GIVEN RECORDS:

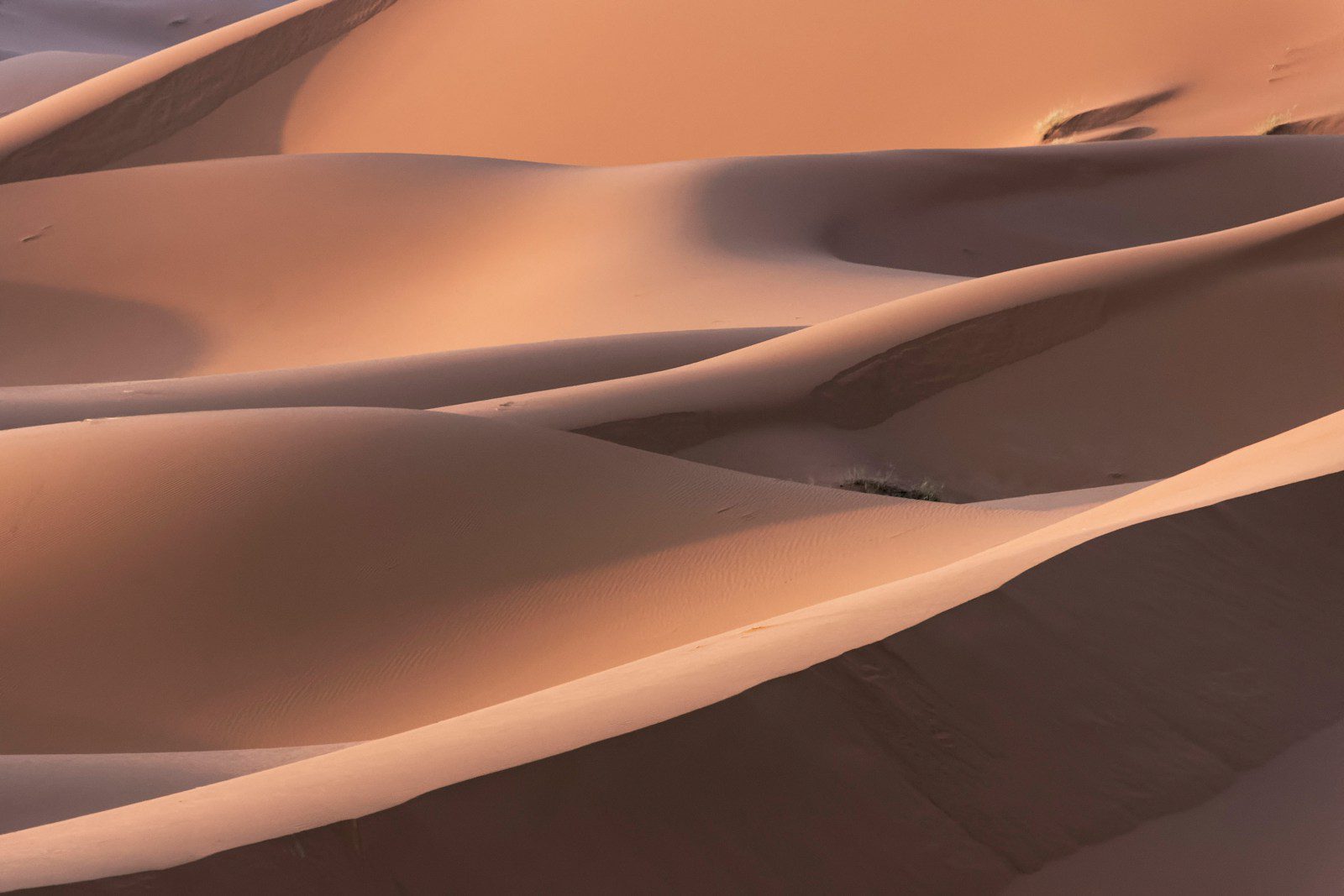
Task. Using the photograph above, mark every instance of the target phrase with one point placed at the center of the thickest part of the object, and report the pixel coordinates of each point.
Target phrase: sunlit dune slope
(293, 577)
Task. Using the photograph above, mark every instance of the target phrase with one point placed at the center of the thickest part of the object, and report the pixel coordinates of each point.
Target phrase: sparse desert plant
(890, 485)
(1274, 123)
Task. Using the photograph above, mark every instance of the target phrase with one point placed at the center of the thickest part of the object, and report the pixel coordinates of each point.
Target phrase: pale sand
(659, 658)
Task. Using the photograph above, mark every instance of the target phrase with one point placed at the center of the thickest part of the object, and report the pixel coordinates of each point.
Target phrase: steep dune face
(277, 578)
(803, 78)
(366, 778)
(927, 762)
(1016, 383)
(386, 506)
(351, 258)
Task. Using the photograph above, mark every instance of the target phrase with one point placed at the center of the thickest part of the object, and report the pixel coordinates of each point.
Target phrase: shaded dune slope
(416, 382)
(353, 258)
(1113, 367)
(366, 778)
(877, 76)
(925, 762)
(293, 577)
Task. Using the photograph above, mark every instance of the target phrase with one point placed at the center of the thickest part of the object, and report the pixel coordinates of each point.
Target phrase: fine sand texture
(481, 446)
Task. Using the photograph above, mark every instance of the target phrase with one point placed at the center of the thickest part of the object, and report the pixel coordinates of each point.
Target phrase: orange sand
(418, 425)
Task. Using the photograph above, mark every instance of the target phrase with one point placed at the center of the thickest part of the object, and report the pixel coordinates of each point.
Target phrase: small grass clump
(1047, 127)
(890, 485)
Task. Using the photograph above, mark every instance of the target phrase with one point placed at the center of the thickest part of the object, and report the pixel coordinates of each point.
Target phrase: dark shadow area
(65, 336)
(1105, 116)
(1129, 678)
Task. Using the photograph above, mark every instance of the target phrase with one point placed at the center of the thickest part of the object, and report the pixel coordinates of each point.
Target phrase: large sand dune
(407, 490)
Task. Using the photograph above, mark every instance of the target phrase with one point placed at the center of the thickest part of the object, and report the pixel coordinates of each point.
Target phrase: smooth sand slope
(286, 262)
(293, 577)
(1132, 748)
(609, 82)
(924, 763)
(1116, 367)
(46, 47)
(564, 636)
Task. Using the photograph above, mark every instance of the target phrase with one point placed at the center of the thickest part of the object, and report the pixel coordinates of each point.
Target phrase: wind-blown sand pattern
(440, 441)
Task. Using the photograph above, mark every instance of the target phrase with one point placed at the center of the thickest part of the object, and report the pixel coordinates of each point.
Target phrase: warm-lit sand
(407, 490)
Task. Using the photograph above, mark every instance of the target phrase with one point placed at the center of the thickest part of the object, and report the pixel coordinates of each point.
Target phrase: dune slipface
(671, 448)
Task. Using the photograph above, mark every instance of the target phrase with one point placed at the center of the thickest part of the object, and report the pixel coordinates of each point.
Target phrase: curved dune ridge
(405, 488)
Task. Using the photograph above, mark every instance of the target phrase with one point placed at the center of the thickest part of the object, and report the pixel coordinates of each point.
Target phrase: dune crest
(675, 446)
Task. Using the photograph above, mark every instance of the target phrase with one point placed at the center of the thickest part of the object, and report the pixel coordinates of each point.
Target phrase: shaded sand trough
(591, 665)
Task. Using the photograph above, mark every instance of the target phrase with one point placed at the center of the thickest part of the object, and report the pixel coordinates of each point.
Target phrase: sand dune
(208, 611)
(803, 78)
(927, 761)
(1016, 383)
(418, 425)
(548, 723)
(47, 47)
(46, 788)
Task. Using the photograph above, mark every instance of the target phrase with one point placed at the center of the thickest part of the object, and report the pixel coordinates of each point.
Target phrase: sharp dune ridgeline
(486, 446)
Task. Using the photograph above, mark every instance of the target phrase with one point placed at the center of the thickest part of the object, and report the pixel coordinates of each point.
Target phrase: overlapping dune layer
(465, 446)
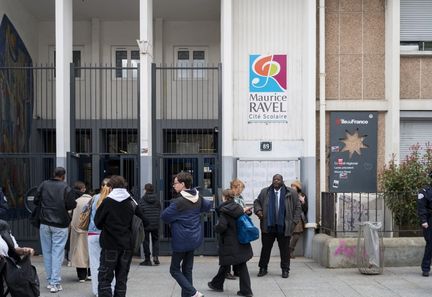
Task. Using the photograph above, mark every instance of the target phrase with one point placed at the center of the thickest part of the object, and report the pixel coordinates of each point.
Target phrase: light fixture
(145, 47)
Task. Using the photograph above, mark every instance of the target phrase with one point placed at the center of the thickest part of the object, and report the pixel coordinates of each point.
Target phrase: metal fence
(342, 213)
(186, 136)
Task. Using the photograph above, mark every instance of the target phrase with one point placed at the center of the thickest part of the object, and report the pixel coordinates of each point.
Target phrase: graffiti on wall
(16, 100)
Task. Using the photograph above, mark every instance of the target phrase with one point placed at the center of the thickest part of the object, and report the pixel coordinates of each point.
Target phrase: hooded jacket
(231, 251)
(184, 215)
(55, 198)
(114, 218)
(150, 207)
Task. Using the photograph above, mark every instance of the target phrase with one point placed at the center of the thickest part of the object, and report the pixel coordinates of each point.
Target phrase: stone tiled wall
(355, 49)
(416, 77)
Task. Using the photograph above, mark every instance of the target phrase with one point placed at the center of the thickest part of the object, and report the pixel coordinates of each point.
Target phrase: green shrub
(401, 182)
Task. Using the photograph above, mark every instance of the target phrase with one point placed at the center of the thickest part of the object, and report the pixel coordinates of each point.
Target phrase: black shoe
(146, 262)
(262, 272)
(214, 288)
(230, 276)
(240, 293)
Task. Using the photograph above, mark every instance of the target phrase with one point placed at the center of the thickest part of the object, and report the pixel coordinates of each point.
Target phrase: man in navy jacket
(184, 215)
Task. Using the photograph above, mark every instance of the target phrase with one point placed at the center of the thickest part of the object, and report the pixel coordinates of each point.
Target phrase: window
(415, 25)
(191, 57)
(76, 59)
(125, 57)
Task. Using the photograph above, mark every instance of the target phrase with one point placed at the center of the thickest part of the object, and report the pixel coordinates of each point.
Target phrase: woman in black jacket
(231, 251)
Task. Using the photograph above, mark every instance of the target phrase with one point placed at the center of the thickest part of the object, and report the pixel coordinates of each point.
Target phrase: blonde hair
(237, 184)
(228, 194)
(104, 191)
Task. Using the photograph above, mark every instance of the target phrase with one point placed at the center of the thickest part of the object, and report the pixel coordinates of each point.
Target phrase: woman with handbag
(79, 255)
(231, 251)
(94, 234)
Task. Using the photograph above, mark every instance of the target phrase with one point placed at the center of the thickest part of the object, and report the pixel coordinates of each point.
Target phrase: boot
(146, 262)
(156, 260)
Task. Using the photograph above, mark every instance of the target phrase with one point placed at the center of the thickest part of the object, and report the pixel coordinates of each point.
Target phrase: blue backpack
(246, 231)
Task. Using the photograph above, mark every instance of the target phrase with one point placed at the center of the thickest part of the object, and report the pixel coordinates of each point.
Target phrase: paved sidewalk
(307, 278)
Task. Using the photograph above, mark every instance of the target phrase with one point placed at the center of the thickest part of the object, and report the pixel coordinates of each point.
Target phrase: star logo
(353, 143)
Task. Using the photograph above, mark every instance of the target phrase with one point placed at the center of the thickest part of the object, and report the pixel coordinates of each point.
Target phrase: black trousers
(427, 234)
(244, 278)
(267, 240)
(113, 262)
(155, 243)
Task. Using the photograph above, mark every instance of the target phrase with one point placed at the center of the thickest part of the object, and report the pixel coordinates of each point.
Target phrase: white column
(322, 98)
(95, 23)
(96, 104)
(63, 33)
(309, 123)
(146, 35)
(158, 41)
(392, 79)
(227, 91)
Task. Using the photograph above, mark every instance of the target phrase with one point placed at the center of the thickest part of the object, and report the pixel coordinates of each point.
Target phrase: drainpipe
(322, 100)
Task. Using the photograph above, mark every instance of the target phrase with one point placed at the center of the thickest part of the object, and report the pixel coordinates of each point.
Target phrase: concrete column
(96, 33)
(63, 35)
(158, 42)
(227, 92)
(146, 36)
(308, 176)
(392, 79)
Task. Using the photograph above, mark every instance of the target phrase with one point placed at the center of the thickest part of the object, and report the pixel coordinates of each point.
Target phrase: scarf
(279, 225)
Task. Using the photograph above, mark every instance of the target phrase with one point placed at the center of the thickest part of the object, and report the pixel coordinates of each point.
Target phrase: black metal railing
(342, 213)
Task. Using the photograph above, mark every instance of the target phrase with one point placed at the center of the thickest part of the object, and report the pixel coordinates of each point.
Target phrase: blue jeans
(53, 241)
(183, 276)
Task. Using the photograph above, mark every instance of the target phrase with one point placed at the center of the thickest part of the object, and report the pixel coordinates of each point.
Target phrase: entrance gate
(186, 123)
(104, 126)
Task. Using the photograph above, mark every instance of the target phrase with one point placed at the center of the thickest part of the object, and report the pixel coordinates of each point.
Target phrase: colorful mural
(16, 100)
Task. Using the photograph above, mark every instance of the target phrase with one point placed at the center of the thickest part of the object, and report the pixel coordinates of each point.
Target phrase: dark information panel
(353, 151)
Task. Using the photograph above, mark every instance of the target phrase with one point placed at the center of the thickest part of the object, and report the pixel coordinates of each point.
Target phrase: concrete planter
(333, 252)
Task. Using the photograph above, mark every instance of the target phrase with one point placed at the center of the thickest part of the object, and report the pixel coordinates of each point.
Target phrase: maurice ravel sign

EXERCISE DIRECTIONS:
Which lines run from the one containing "Target phrase: black metal railing" to the end of the entries above? Print them exactly, both ends included, and nothing else.

PROBLEM SOLUTION:
Target phrase: black metal railing
(342, 213)
Task. Using the photograph above, mark every instance of the target phrase with one point placed at the center of the thickest part of the object, and report the pixel coordinates of each point.
Target phrase: blue jeans
(53, 241)
(183, 276)
Task. Using the photograph above, mark every instance of the target phrase with one point placed at the center of the thickest part of the object, and report the pixel coordinates of each point.
Target phrase: entrance gate
(186, 123)
(104, 126)
Task. Using the photograph above, mark every instance of the target phrase with one point placed at the center of the thickest part of the object, and report the pixel coordinates of each point.
Target phrase: colorful mural
(16, 100)
Task. Using the photograph above, mark every instance of the target phrase with one point placed at the center of the thickest part of the object, and report the pixel coordinates of each point.
Target phrase: dark information panel
(353, 151)
Task. Using the photograph above, mark every instance of the target phrase with one point placed at the center of the thickest part of the object, and report the pixel coordinates of each point.
Target phrase: concrete planter
(333, 252)
Task. Using the photograph above, mark every instance of the target phrase with one point placed at the center of the thickest part of the object, and report the pixel coordinates of each point.
Target phrase: maurice ravel sign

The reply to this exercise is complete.